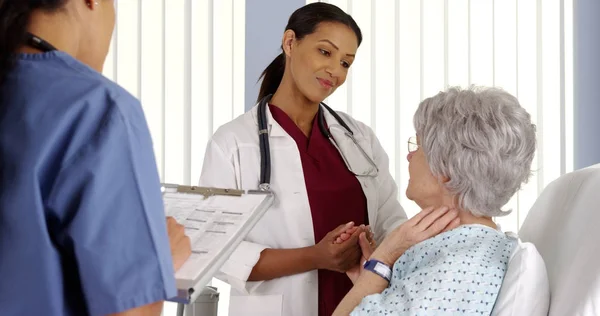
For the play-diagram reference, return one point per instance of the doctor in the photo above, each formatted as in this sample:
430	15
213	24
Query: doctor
82	226
327	170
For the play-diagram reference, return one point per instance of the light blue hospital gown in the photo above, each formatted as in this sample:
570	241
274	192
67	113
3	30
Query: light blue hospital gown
455	273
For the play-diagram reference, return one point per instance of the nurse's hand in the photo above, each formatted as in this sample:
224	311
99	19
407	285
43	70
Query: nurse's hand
338	257
181	247
426	224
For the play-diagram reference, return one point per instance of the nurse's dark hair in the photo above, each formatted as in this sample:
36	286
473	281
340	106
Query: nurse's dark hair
304	21
14	18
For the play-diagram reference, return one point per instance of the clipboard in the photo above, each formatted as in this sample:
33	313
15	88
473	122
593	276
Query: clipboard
217	220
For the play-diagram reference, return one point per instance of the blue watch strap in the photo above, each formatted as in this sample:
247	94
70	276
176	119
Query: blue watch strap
379	268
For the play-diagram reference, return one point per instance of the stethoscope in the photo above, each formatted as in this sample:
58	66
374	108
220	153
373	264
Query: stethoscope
38	43
263	134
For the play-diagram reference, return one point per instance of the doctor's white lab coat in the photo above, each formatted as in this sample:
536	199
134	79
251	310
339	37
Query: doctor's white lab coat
232	160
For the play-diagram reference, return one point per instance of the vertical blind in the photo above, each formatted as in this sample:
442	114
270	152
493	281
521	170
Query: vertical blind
184	59
411	50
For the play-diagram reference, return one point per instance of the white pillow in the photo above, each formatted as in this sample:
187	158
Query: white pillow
525	289
563	226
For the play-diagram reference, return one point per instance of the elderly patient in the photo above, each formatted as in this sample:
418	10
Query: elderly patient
472	151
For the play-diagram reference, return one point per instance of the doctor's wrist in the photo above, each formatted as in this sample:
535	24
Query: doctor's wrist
316	259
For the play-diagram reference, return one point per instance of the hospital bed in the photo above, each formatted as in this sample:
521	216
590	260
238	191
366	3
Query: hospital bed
564	226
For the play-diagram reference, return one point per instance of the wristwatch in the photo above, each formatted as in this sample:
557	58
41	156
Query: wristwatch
379	268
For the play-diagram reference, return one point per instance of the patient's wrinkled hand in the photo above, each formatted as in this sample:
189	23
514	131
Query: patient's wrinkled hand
349	232
367	246
426	224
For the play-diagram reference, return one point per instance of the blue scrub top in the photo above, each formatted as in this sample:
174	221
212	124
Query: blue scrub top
82	225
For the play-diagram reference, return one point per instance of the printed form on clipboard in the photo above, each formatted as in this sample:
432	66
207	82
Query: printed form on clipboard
216	220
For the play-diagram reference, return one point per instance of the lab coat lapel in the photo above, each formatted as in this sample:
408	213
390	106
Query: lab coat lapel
367	183
275	130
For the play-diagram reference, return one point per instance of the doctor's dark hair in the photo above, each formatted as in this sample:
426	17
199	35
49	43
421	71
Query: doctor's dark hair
304	21
14	18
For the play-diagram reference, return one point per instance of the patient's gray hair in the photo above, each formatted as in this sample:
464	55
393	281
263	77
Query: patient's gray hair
482	140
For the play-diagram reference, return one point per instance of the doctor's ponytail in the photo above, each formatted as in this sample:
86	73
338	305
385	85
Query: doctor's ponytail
14	19
272	76
304	21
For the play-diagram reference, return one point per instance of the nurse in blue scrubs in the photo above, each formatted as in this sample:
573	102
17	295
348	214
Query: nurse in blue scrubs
82	226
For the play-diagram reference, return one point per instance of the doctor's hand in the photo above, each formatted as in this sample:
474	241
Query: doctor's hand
426	224
181	247
346	235
338	257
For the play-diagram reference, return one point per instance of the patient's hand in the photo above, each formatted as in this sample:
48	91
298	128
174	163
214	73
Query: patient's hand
350	231
426	224
367	246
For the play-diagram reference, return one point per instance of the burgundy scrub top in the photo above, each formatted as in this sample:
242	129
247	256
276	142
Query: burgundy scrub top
335	197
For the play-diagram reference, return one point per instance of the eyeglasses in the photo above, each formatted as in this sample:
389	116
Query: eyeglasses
412	144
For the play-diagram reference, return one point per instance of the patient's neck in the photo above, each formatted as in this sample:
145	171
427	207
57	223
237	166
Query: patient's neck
466	217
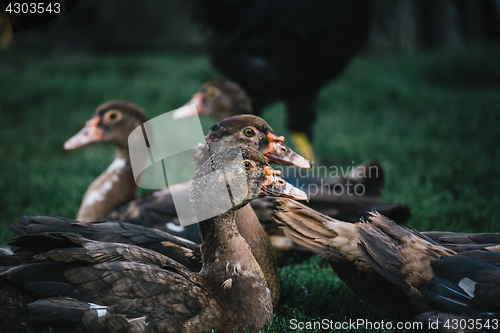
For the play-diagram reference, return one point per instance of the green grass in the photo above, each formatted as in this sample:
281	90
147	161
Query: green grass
431	119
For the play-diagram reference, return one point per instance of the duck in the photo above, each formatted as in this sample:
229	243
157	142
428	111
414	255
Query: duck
386	264
221	98
157	209
97	286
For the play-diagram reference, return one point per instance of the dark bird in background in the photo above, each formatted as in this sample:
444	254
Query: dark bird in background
286	51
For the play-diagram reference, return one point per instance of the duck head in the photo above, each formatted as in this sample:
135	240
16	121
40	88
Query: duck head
112	122
232	178
218	99
253	131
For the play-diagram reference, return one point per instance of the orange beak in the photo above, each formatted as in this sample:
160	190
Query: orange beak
276	186
89	134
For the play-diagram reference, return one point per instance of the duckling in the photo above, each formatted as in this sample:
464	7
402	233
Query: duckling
365	254
103	287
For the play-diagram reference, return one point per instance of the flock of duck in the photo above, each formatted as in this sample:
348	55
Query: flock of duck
125	265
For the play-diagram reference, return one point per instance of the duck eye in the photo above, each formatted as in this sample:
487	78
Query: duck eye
112	116
248	132
247	165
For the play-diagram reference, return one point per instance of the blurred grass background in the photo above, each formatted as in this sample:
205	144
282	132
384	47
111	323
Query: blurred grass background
431	119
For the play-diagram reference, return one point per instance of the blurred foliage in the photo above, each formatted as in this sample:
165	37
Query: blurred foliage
431	120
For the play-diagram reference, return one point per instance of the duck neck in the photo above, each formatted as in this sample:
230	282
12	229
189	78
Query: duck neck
113	188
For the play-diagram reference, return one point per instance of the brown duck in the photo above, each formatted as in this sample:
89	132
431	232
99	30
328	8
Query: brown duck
387	265
222	98
104	287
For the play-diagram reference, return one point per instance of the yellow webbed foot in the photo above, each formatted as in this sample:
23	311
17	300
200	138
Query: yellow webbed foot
301	143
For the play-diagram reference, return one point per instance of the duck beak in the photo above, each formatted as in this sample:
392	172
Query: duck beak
276	186
197	100
282	154
87	135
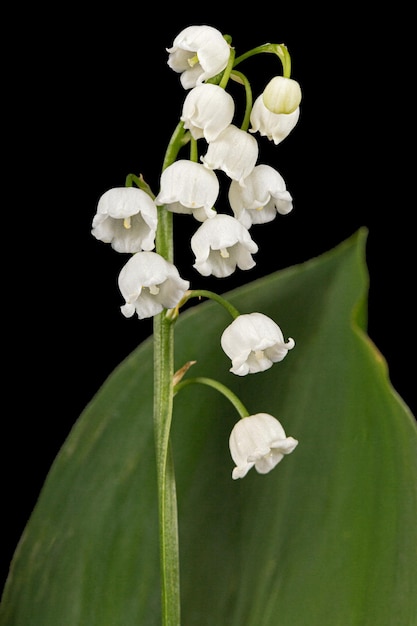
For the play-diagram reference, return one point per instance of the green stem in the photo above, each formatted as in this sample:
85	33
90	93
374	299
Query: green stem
163	405
275	48
210	382
241	78
202	293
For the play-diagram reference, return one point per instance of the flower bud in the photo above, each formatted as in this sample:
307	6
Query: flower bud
282	95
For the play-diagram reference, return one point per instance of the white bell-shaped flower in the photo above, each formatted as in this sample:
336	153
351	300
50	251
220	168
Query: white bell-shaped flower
188	187
149	283
282	95
254	342
220	245
198	53
263	195
275	126
258	440
207	110
126	218
234	151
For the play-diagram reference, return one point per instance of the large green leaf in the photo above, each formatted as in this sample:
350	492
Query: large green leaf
327	538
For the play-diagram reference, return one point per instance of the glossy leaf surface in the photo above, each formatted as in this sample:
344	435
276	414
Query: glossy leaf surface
328	537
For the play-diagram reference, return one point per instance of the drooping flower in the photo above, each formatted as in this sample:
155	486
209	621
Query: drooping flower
258	440
198	53
282	95
220	245
188	187
254	342
234	151
207	110
149	283
126	218
263	195
275	126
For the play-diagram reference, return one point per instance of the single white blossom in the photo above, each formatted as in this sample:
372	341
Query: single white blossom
207	110
234	151
149	283
282	95
275	126
258	440
198	53
220	244
127	219
263	195
188	187
254	342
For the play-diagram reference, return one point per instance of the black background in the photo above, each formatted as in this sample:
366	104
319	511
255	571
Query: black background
91	100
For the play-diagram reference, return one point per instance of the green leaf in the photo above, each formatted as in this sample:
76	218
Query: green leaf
328	537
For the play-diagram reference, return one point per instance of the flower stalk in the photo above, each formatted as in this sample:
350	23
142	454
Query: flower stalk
163	362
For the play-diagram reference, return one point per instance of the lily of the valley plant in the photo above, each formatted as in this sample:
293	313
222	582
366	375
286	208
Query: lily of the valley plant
135	220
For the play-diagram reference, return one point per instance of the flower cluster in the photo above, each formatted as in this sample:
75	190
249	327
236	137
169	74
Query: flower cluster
127	217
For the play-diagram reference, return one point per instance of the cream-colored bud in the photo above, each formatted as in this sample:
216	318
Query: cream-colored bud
282	95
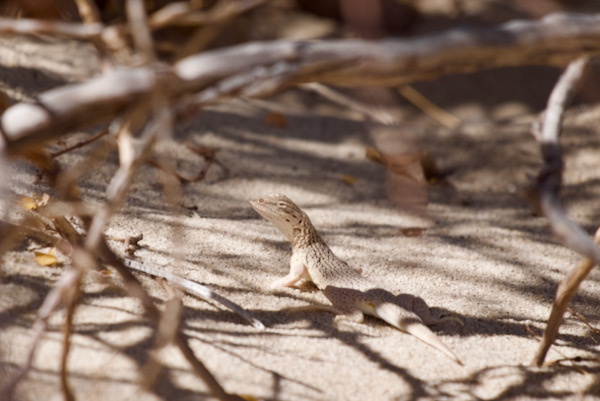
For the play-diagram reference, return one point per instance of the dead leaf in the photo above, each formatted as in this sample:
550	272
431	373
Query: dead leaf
46	257
374	155
349	179
26	202
276	119
32	203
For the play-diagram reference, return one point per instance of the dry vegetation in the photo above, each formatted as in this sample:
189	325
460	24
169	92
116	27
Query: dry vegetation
161	64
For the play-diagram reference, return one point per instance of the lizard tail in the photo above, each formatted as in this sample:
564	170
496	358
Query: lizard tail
410	323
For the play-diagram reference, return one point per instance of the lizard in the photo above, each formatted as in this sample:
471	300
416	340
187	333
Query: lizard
351	295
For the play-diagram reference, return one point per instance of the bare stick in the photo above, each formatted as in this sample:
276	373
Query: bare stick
138	27
428	107
547	187
80	144
193	288
69	279
137	290
554	40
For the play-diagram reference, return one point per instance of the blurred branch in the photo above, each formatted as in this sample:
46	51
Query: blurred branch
546	188
259	69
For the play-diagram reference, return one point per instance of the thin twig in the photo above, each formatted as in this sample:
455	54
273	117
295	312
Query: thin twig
69	279
80	144
547	186
193	288
258	69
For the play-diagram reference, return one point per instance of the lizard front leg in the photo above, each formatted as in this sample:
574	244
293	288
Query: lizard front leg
297	271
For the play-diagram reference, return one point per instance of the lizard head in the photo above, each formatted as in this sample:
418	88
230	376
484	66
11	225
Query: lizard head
282	212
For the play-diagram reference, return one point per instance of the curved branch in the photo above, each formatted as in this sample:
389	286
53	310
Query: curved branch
259	69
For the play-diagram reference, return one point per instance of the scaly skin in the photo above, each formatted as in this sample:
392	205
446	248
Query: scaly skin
350	294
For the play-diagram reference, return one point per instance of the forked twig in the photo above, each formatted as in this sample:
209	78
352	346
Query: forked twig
193	288
546	188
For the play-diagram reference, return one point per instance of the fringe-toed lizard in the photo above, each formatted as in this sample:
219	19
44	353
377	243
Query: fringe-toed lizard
350	294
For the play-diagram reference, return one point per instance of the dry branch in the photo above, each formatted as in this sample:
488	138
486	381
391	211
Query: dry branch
258	69
547	187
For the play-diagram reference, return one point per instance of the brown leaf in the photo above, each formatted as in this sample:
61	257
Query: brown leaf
412	231
276	119
46	257
32	203
26	202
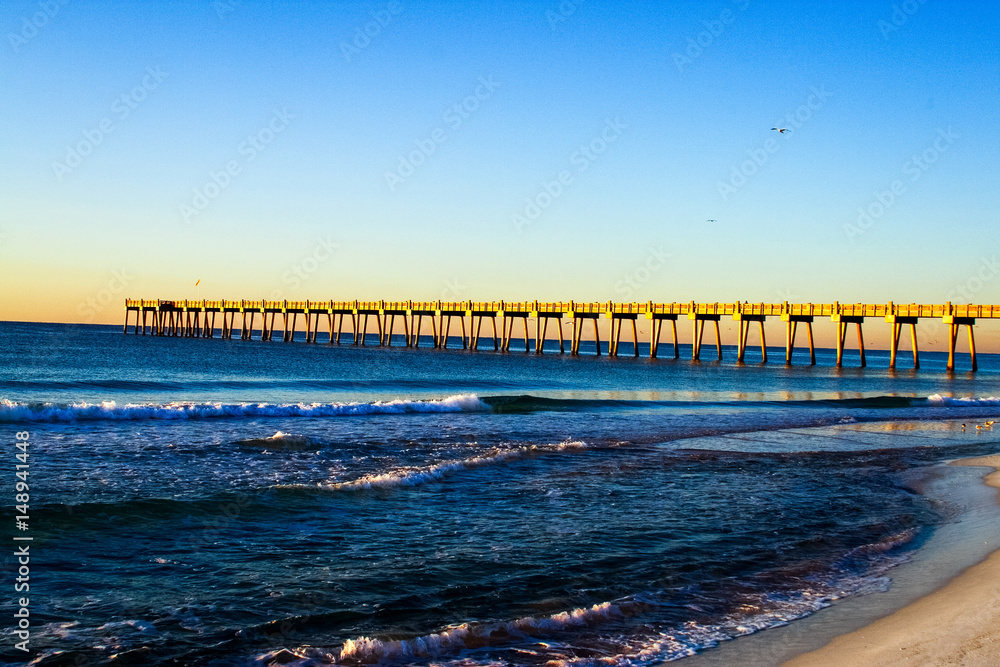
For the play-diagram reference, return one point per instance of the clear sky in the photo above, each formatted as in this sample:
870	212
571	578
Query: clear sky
497	150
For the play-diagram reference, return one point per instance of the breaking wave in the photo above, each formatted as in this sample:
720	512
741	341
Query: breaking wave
11	411
420	475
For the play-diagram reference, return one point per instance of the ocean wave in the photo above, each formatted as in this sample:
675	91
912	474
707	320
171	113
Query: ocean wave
422	474
646	645
965	402
366	650
11	411
279	440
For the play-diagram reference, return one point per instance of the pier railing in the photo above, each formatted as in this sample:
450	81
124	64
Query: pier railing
187	317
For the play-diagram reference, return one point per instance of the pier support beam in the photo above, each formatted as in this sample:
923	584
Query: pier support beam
444	326
791	324
897	323
617	319
656	328
578	323
954	323
745	319
698	321
507	327
842	322
542	320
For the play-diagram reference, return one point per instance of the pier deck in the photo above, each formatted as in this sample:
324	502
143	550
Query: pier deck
197	318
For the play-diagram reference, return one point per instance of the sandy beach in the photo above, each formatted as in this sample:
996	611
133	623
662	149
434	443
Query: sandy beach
958	624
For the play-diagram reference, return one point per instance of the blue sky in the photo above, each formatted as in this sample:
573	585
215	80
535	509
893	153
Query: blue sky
267	149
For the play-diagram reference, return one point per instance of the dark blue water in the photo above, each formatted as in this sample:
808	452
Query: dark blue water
215	502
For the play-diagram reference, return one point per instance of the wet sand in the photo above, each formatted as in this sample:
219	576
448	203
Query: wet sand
959	624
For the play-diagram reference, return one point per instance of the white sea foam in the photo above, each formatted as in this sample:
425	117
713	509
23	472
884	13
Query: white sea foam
11	411
366	650
279	440
967	402
420	475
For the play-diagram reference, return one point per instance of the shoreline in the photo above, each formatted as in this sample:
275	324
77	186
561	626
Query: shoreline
958	623
844	632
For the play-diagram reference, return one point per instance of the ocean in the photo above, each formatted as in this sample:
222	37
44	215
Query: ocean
225	502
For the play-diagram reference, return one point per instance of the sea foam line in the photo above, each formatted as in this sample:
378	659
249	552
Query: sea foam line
421	475
11	411
966	402
366	650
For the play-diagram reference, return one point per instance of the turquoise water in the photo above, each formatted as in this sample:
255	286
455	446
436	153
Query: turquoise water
216	502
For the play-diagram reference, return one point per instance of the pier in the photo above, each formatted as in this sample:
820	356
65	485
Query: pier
197	318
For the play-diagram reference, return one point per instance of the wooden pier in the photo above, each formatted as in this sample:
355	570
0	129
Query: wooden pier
197	318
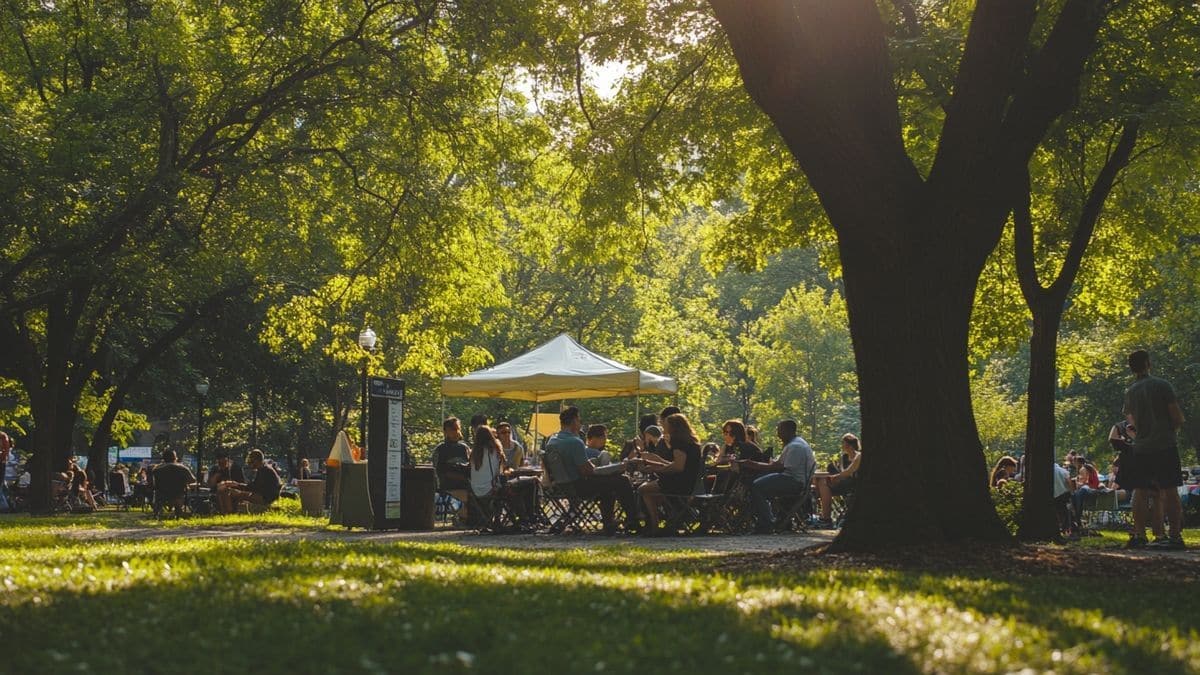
• • • •
» **TO DO**: List each line of the listing above that contains the word "hand".

» **FULL OUTPUT**:
For the play-diagram reference, return one point per instance of the nurse's hand in the photo above, each formatted as in this sample:
Query: nurse's hand
For the play-diagram reference, return one point per instance of the patient's wrinkled hand in the photo above, each formatted as in this sample:
Query: patient's wrinkled hand
For the play-diagram reference, return one point per instance of the doctor's hand in the photo above, each formatted as in this sample:
Query: doctor's hand
For the play-diagram reference, return one point per instance of the patient's hand in the photo above, each formatted as in this sample:
Query: patient's hand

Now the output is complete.